** Begin **
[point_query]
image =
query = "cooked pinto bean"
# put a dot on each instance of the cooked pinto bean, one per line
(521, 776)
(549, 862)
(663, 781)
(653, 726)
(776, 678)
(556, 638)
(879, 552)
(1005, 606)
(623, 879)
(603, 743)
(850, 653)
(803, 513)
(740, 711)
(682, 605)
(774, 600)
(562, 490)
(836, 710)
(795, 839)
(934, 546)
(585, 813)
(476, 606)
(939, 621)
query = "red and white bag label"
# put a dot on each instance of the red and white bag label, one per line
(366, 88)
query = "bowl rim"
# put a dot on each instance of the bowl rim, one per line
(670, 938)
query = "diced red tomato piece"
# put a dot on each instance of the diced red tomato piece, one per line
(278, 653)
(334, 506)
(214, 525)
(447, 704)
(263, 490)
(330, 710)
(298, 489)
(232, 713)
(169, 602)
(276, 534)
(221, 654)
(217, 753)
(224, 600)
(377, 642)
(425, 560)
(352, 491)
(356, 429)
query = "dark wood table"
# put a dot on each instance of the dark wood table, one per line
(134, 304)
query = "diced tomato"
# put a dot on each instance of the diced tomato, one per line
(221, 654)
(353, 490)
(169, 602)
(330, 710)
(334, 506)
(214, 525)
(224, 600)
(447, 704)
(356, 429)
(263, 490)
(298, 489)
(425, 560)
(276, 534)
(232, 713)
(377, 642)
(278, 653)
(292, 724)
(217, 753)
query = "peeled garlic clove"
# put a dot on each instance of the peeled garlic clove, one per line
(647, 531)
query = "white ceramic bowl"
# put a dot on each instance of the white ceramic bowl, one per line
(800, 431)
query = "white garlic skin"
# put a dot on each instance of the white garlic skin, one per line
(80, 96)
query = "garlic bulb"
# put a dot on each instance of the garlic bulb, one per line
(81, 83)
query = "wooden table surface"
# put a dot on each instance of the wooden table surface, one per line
** End **
Please set down all the data word for word.

• **Finished task**
[point_query]
image =
query = "cooked pinto bean"
# put a dot on each instance of the cooked pinto bean, one per line
(521, 776)
(549, 862)
(663, 781)
(653, 726)
(776, 678)
(556, 638)
(879, 552)
(1005, 606)
(623, 879)
(603, 743)
(850, 653)
(803, 513)
(740, 711)
(682, 605)
(774, 600)
(562, 490)
(836, 710)
(795, 839)
(934, 546)
(585, 813)
(476, 606)
(939, 621)
query = "red and white bag label"
# put a dot on each instance of the red and white bag label, one per line
(366, 88)
query = "bowl rim"
# put a dot on each instance of the bowl rim, one per line
(670, 938)
query = "diced red tomato piece"
# put a dot on each instance of the diced red tomato piece, one per line
(278, 653)
(334, 506)
(214, 525)
(447, 704)
(263, 490)
(330, 710)
(298, 489)
(232, 713)
(169, 602)
(276, 534)
(221, 654)
(217, 753)
(224, 600)
(377, 642)
(425, 560)
(352, 491)
(356, 429)
query = "dark wood table"
# put a dot on each instance of the dark wood table, one per line
(134, 304)
query = "diced tomato"
# put a dot on each instance of the diced tomato, one per line
(221, 654)
(353, 490)
(169, 602)
(330, 710)
(334, 506)
(214, 525)
(224, 600)
(447, 704)
(356, 429)
(263, 490)
(298, 489)
(425, 560)
(276, 534)
(232, 713)
(377, 642)
(278, 653)
(292, 724)
(217, 753)
query = "peeled garlic clove"
# put a dot on each instance of the peeled garlic clove, one per line
(647, 531)
query = "white ceramic bowl"
# put a dot on each instance of the white ceramic bowl, one per line
(800, 431)
query = "white garlic skin"
# put a dot on each instance of the white garlic skin, one per line
(80, 96)
query = "garlic bulb"
# put a dot on each instance of the garlic bulb, one per line
(81, 83)
query = "wooden table surface"
# put a dot on each instance of the wooden table surface, one per line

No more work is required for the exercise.